[Material provided — start]
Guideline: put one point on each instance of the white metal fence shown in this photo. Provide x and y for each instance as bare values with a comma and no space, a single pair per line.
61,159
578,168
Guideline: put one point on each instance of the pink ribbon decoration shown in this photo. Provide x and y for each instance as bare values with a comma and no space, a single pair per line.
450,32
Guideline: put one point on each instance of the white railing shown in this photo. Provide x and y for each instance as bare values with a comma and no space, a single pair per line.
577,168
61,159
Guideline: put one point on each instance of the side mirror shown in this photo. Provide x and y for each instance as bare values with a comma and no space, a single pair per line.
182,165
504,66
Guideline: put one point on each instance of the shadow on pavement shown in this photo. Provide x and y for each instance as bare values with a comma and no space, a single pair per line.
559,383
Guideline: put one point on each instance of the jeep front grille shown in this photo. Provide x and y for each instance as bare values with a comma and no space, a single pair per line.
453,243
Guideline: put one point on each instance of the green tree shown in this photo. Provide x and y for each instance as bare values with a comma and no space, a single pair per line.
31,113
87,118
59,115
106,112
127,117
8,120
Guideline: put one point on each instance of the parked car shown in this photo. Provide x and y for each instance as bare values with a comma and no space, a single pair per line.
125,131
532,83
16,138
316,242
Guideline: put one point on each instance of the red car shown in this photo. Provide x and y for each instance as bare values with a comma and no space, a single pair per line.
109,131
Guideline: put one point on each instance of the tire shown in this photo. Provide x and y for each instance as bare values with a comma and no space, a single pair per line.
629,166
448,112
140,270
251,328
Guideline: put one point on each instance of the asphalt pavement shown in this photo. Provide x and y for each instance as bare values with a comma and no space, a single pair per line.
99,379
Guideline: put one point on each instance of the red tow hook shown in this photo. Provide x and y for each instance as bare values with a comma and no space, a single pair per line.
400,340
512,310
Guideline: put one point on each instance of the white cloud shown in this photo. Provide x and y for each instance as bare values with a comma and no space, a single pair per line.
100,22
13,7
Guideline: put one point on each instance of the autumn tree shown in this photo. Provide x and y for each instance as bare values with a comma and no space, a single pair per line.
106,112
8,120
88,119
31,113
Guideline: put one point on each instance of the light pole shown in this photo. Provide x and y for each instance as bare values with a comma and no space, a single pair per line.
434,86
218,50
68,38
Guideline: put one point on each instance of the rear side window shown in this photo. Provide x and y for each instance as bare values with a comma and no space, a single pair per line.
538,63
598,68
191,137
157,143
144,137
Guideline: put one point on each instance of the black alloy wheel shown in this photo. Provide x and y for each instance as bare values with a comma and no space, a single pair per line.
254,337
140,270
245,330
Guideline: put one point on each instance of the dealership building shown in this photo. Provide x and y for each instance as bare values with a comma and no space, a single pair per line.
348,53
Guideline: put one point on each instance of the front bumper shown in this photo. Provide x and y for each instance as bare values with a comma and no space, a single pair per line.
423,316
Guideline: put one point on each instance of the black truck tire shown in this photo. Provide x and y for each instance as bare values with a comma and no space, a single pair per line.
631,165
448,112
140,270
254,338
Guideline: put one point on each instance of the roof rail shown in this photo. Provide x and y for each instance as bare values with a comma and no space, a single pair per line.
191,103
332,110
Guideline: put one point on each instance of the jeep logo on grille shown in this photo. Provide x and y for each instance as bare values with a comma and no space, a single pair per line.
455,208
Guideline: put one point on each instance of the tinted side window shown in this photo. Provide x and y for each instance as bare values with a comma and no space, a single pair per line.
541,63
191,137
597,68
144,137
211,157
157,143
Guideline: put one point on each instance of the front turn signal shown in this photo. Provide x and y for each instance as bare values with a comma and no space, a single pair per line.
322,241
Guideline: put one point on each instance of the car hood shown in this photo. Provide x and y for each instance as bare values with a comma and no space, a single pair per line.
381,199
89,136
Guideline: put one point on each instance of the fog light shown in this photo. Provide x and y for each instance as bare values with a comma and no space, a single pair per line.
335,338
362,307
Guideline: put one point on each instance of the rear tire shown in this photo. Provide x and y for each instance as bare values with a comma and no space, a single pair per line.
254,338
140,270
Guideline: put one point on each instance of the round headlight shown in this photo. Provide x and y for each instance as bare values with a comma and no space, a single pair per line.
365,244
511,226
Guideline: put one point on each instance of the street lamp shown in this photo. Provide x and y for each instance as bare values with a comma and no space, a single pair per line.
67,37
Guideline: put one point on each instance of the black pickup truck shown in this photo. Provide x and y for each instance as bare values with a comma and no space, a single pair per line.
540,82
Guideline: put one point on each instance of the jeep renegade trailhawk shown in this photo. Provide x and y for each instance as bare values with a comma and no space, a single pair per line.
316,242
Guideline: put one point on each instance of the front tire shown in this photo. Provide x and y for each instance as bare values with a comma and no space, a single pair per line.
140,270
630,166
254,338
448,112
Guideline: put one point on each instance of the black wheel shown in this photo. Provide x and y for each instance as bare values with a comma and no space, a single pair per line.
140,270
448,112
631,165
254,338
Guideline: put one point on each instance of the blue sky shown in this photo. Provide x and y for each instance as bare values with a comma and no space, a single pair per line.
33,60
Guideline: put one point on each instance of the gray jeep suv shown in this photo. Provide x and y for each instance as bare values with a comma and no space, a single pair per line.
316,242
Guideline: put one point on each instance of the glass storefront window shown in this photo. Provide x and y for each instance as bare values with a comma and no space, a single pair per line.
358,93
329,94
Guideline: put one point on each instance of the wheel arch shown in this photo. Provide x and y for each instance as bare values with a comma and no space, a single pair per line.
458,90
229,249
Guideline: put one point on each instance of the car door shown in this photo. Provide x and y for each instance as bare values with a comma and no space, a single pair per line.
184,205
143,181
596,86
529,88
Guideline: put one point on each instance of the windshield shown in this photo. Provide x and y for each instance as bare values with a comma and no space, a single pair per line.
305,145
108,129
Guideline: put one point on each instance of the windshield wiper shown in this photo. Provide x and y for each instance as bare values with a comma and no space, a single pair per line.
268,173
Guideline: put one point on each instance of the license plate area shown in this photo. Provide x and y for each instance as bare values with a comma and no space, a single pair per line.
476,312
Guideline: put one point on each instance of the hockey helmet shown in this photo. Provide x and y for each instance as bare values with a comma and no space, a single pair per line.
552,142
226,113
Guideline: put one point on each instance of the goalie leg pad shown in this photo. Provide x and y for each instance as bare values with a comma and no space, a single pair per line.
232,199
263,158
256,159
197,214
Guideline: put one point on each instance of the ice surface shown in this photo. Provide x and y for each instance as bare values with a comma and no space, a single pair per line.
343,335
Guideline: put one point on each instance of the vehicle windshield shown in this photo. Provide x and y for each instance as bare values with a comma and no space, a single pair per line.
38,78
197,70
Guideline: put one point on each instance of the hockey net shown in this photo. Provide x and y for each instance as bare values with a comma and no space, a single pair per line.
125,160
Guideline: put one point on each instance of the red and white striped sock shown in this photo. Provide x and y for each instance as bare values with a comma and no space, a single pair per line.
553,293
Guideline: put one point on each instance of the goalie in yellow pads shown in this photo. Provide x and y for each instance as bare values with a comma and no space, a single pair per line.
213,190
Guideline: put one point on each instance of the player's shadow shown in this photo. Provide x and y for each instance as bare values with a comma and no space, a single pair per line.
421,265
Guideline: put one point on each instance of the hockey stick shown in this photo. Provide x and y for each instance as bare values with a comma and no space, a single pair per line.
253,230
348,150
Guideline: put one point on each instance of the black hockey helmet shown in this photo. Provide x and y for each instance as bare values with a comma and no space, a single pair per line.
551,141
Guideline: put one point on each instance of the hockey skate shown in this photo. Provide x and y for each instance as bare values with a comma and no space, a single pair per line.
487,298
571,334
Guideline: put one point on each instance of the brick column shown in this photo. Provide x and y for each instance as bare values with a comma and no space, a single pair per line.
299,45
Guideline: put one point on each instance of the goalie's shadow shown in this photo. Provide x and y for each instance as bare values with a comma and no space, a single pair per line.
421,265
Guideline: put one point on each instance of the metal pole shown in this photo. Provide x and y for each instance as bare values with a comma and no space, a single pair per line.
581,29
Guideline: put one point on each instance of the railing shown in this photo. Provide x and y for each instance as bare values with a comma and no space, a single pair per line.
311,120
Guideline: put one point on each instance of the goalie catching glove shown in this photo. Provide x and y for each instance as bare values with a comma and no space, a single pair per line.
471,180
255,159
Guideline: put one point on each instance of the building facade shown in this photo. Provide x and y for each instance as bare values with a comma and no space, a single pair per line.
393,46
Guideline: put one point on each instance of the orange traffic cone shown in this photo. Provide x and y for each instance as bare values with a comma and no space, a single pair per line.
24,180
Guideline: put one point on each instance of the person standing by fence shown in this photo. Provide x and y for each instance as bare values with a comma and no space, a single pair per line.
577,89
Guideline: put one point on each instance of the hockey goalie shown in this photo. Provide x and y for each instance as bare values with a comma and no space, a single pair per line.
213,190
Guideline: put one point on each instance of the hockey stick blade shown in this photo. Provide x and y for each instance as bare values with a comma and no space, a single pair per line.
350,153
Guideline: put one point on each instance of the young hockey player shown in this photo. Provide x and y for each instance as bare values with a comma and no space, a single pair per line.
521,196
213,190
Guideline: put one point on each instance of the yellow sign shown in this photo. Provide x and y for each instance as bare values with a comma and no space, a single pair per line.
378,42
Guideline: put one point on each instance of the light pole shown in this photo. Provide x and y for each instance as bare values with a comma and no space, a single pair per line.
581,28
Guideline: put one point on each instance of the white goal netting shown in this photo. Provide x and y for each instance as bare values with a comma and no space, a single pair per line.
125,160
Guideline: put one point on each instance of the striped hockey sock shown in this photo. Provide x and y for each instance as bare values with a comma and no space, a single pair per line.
[Material provided — finish]
The problem> Give back the lines above exactly, from the one with "Guideline: put one point on each instance of the white goal" through the last line.

Exercise response>
Guideline: put one point on each instance of the white goal netting shown in this photo. Provide x and y for each instance as bare values with a comma and no space, a single pair per line.
125,160
Guideline: put one point on each instance of the striped hockey sock shown in this photo. Provide x and y for each instance as bare values with a comma and no space, a single pair per line.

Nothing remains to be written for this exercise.